Photo object pointing records
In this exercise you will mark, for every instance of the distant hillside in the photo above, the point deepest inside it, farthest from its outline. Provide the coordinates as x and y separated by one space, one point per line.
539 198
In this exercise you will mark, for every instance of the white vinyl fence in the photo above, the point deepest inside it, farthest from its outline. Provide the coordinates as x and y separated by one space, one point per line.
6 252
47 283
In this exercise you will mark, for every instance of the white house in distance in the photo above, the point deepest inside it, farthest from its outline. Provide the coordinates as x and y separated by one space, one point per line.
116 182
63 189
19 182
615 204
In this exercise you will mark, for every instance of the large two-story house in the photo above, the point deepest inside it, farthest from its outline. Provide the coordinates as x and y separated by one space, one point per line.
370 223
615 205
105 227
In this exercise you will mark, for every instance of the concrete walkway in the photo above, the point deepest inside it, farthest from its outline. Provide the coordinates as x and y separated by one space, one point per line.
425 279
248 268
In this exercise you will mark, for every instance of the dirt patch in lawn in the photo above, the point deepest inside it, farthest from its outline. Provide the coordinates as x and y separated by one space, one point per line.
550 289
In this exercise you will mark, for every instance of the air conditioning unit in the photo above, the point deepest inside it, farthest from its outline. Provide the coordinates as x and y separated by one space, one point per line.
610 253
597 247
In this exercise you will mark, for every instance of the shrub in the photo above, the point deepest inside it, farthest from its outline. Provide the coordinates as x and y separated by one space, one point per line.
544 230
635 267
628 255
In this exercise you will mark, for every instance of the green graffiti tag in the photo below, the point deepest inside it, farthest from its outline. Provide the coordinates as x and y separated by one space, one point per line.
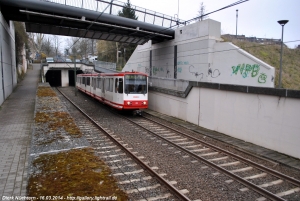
262 78
246 69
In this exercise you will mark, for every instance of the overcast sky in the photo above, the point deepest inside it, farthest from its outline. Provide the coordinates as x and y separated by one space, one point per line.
255 17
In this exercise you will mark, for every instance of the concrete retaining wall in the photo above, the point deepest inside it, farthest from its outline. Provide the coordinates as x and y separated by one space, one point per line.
8 72
198 54
270 121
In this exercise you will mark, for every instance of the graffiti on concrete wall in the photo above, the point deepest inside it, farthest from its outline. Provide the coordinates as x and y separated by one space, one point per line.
162 71
196 74
248 70
213 73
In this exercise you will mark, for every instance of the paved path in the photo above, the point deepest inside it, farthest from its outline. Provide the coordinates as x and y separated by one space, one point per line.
16 118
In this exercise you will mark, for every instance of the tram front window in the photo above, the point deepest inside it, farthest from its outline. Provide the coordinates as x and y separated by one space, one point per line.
135 84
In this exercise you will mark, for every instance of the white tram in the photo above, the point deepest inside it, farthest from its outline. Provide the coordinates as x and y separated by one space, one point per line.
123 91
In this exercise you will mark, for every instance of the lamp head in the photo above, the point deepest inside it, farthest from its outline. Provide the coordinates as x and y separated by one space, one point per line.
282 22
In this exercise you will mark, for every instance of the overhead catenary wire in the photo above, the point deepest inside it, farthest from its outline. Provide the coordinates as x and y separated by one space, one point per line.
196 18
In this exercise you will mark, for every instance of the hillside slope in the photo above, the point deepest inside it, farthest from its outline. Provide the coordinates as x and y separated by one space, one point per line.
271 55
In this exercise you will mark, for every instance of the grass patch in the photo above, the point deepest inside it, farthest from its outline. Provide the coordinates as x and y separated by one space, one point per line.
271 55
56 120
45 92
73 173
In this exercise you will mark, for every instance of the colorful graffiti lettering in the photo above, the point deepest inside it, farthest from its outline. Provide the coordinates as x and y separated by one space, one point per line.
157 69
262 78
213 74
246 69
195 73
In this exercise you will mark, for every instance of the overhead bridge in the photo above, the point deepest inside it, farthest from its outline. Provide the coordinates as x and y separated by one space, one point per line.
95 19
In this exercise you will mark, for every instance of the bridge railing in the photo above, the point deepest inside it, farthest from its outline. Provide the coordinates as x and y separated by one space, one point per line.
103 64
115 7
168 83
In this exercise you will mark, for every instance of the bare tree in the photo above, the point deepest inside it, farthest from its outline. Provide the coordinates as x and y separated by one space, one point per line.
202 12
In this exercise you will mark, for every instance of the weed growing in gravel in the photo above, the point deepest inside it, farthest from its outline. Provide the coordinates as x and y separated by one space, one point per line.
57 120
45 91
77 172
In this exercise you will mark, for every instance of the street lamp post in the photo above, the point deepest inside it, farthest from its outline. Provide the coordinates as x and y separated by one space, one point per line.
236 23
282 23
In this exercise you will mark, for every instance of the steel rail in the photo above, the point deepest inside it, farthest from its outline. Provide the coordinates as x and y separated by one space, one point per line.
261 167
261 191
175 191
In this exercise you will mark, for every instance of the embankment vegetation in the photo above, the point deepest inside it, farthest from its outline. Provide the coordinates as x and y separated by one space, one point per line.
270 53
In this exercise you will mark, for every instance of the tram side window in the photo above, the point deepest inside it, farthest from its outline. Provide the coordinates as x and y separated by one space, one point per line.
111 84
120 85
116 85
135 84
106 84
99 83
94 83
102 85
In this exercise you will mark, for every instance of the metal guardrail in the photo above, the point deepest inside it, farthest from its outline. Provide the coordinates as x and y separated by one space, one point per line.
167 83
144 15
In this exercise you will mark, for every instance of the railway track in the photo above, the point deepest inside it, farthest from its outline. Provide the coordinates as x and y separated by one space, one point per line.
253 177
109 146
218 158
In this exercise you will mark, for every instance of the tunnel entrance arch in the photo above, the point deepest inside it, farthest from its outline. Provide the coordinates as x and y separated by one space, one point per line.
54 78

__Given request__
Repeat the data in full and exactly. Omit pictures.

__Reply to the exercise__
In this exercise you will mark, for every instance of the distant hillside in the photo above, the point deepest inside it, farthest from its outline. Provide the coordinates as x and y separated by one space, one point per line.
539 198
In this exercise you will mark, for every instance of the white vinyl fence in the photo above, the point deepest inside it, farthest from its outline. Provide the coordinates as x and y separated by one space, one point per line.
6 252
47 283
In this exercise you will mark, for every instance of the white house in distance in the photo above, the point deepest inside it, farthest from its outline. Provide the coordinates as x and y separated by one space, one point per line.
116 182
63 189
19 182
615 204
In this exercise you will mark, for every instance of the large two-story house in the photo above, the point deepest inside it, farthest from its outline. Provide the coordinates as x and y separated by one space, one point per line.
370 223
615 205
105 227
In this exercise you will mark, for every instance of the concrete walkway in the photo above, the point deepest inside it, farthest from its outline. Provide the coordinates as x and y separated by one space, one point per line.
425 279
248 268
In this exercise you will mark, for every instance of the dirt patch in lawn in the photo above, the point deepest inside it, farthest from its outline. Provide the coordinates as x and y separated by one space, one point per line.
550 289
In this exercise you will mark, for every instance of the air conditioning unit in the photo above, the point deepest inside it, farthest from its outline. Provide the coordinates as x and y separated by one space, one point per line.
610 253
597 247
In this exercise you will mark, for every instance of the shrub in the photo above, the point deepest inside it, farthest from its outline. Provide the coordinates as x and y separated by one space, one point per line.
544 230
635 267
628 255
In this exercise you will mark, for every instance of the green graffiti tag in the photo below, the point deepest inside it, farthest from its outline. Provide the coordinates as x and y separated by one space, one point per line.
262 78
246 69
In this exercise you will mark, for every instance of the overcast sky in the photo above, the point deepest inside it, farthest from its outline. Provide the coordinates as x and y separated by one space, one point per line.
255 17
In this exercise you will mark, for every instance of the concrete retaining wall in the photo above, the point deepest inside it, farthest from its outline. Provide the coordinates as x and y separated by one space, one point per line.
8 72
198 54
270 121
In this exercise you will mark, for every instance of the graffiti on concrete wall in the photo above, the point deepest inside it, farthest from its outline. Provide the coordinates as x and y separated by one space, one point per line.
162 71
196 74
248 70
213 73
In this exercise you will mark, for every instance of the paved path in the photo above, the point deepest inside it, farthest from its outline. Provide the coordinates as x and y separated by one space, one point per line.
16 118
In this exercise you will mark, for every instance of the tram front window in the photo above, the point deepest inside it, farthest from its outline. Provide the coordinates as x and y separated by one space, one point per line.
135 84
In this exercise you will mark, for every instance of the white tram in the photo above, the point deepest inside it, farthest from its outline. Provide the coordinates as x and y separated by one space, one point per line.
123 91
In this exercise you will mark, for every instance of the lamp head in the photo above, the point deepest inside it, farthest from its outline. Provide the coordinates as x and y separated by one space, one point per line.
282 22
In this exercise you will mark, for every instance of the overhead catenary wire in the photo above, the point deepest inside it, farthest from its outline. Provide the coordinates as x and y separated by one space, one point per line.
196 18
In this exercise you will mark, for every instance of the hillside slope in the photo above, the point deepest inside it, farthest from its outline. Provide the coordinates as x and y separated by one space, one point per line.
271 55
In this exercise you will mark, for every instance of the grass patch in the photo above, the point deepest inside it, farthest from its outline. Provide the coordinates as x and y separated by one space, one point per line.
271 55
56 120
45 92
73 173
In this exercise you will mark, for every instance of the colorful graffiti lettering in the photo above, the point deepest inside it, farthest from its outline. Provide the coordinates as x and y separated by one space, one point per line.
157 69
262 78
213 74
246 69
195 73
In this exercise you will mark, for every instance of the overhead bridge in the photo above, the point deepest inside it, farthest from its outline. Provide the coordinates as x and y separated by one space, one point per line.
95 19
In this exercise you will mark, for every instance of the bridge railing in the photo above, the point deepest inside it, farthest from its outline. Provide the coordinates as x and y separated by one space, one point per line.
103 64
115 7
168 83
In this exercise you will mark, for every instance of the bare tree in the photo above, the point deepest inside it, farthest from its outline. Provide the coordinates as x and y separated by one space, one point per line.
202 12
In this exercise you will mark, for every instance of the weed growing in gravel in the photo above, the point deepest inside it, farthest from its outline. Provide the coordinates as x and y separated by one space, one point per line.
57 120
45 91
77 172
In this exercise you will mark, for every instance of the street lamp post in the photo above, the point deepest inside it, farthest from its outline. Provide the coordinates as x and y separated by one space, one point per line.
236 23
282 23
In this exercise you will mark, for every instance of the steel rail in the photo above, the point deepest inside it, farthest from its outline. Provide the coordinates as x and y separated by one space, one point per line.
261 167
261 191
175 191
In this exercise you will mark, for every instance of the embankment vegetation in the photo above, the point deepest inside it, farthest from its outline. Provide the coordinates as x and y separated by one space, one point per line.
270 53
In this exercise you will mark, for every instance of the tram side window in the photo above, the point deepest inside it, farthest from its outline. Provide the coordinates as x and y separated by one space, one point per line.
111 84
120 85
116 85
135 84
106 84
99 83
94 83
102 85
In this exercise you will mark, for every instance of the metal guardrail in the photo above, the point deepest inside it, farthest from its outline. Provide the coordinates as x and y separated by one space, one point per line.
167 83
144 15
In this exercise you will mark, for every instance of the railway track in the photo above, the point deepest inside it, farthest from its outline. Provide the coordinates as x and y separated by one space, one point per line.
253 177
109 146
218 158
In this exercise you will mark, for every instance of the tunnel entrance arch in the photo above, the point deepest inside it, farthest from its outline. Provide the coordinates as x and y separated by one space, one point per line.
54 78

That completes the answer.